What needs to be done:
Please write out exactly the lines of the data below from the line holding "Target: black cap" through the line holding "Target: bush", and leave out the rest.

+-------+

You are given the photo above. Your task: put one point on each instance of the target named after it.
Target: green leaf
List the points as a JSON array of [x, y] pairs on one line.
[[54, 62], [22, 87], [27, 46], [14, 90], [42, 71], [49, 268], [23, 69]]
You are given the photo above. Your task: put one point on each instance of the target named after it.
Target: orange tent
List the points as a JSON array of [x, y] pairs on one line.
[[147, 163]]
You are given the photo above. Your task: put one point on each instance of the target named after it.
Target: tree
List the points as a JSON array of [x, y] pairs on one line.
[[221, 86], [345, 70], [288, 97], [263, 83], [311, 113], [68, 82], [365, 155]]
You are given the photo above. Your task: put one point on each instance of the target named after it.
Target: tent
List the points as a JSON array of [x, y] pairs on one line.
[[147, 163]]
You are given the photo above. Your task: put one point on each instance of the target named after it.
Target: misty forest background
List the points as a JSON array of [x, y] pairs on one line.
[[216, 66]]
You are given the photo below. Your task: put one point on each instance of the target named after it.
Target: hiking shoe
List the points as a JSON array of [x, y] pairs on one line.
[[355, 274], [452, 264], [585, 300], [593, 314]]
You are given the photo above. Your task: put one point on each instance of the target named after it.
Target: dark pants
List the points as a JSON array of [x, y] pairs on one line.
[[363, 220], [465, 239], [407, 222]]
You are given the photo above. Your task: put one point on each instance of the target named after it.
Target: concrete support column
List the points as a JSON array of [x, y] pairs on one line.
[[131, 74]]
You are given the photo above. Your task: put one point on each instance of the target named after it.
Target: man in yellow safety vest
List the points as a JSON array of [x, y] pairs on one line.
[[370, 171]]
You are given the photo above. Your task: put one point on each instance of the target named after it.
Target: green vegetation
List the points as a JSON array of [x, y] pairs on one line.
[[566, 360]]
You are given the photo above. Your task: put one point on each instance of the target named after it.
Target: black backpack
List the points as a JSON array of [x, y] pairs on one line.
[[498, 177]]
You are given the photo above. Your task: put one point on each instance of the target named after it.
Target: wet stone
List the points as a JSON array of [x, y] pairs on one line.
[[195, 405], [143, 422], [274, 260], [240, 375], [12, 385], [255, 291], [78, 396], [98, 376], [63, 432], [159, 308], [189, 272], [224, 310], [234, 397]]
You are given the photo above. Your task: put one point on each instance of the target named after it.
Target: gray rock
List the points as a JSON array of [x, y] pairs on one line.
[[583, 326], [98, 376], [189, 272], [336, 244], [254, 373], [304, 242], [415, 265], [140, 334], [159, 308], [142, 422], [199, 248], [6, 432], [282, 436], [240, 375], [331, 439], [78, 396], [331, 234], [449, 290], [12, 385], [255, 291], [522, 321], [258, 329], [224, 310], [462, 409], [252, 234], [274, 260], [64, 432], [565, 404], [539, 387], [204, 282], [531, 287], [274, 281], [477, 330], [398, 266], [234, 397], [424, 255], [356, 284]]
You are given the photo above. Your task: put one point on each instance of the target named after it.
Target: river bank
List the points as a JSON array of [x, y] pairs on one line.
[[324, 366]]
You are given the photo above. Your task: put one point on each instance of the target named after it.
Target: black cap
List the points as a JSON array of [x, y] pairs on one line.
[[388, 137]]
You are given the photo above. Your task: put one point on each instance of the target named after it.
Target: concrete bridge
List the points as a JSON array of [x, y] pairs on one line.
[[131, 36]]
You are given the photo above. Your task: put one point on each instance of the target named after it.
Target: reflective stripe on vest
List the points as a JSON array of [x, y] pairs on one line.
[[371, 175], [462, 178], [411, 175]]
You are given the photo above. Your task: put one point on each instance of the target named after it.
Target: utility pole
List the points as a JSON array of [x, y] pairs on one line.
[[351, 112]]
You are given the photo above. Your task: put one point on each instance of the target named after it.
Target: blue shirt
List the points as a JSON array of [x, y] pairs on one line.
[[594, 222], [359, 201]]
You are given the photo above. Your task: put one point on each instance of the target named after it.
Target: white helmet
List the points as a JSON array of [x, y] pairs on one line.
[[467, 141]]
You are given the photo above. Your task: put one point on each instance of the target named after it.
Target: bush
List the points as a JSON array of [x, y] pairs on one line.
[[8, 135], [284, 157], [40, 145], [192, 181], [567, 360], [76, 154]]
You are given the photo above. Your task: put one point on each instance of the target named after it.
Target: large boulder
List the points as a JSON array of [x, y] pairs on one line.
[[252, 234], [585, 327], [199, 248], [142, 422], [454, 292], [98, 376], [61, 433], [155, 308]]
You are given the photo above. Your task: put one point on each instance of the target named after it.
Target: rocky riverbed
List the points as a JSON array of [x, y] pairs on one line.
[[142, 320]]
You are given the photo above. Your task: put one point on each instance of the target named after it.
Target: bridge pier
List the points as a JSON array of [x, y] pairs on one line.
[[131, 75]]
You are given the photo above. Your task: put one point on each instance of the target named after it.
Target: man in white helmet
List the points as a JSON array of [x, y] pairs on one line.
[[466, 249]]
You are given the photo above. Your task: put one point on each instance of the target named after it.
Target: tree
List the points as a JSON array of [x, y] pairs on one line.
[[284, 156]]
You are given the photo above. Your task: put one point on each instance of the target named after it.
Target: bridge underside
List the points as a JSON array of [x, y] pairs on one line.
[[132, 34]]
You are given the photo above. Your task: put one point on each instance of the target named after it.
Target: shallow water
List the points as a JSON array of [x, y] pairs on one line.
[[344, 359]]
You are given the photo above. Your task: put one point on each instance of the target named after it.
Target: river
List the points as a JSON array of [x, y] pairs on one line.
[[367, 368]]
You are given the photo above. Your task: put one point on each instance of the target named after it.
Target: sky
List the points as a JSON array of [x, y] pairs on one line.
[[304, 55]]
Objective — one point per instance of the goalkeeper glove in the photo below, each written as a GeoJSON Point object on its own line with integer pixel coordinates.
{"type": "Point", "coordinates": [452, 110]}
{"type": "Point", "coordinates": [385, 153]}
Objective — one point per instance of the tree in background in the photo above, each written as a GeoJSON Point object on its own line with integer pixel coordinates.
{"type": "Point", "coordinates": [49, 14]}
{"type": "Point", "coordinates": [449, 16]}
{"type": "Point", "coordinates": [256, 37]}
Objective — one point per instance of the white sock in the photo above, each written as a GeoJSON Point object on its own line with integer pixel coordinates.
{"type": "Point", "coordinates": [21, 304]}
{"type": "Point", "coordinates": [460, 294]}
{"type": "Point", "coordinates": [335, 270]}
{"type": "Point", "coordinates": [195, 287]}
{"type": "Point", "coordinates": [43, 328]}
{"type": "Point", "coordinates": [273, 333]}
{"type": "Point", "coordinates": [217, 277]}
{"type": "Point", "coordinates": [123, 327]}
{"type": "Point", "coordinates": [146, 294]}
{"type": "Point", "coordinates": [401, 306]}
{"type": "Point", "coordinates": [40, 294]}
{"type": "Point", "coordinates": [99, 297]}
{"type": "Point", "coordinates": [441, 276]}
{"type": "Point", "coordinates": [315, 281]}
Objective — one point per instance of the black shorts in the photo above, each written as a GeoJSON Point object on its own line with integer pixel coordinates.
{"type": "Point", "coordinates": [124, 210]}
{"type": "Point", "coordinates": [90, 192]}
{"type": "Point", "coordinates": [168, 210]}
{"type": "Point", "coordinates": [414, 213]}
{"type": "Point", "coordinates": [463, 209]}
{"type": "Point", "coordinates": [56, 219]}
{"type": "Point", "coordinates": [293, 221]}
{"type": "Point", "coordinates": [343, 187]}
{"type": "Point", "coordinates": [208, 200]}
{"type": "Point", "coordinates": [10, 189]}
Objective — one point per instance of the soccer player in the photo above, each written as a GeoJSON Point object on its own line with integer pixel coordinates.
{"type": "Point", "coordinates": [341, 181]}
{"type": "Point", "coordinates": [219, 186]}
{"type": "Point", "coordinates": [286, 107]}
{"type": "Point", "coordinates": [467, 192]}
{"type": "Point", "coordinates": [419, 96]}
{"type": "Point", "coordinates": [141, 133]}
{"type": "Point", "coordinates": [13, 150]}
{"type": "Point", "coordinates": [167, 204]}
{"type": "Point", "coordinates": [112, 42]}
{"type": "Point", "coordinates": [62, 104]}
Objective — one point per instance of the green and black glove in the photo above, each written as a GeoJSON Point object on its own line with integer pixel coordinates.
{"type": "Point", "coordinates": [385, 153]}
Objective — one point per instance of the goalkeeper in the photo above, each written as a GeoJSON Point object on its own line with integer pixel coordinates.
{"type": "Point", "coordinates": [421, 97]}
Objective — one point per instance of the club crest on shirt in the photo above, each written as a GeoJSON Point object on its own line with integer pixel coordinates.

+-------+

Task response:
Target: black cap
List the points as a JSON array of [x, y] pairs on one line.
[[388, 137]]
You are given the photo above. Your task: put one point on each instance of the target named after it.
Target: concrete bridge
List the points as a JSON array of [x, y] pairs on one line.
[[131, 36]]
You are given the photo above. Your task: put one point on each instance of the target named after it.
Target: reflective stripe on vest
List the points as a JSON array of [x, y] pairs on one line.
[[371, 175], [462, 178], [411, 175]]
You are given the photo above. Your task: put one point on each instance of the target named after it.
Target: utility pole
List the points as a JSON array of [x, y] pairs on one line.
[[351, 112]]
You are given the photo above. Your task: put one point on each instance of the target named after it.
Target: blue shirt
List the points as a JSON array of [x, y] pairs on one line.
[[594, 222], [359, 201]]
You are given the photo above. Your task: put one point on each instance of the target named after it.
Target: white helmet
List the points as a JSON array of [x, y] pairs on one line.
[[467, 141]]
You are given the photo above. Your task: put one point on each instance of the target named after it.
Target: bush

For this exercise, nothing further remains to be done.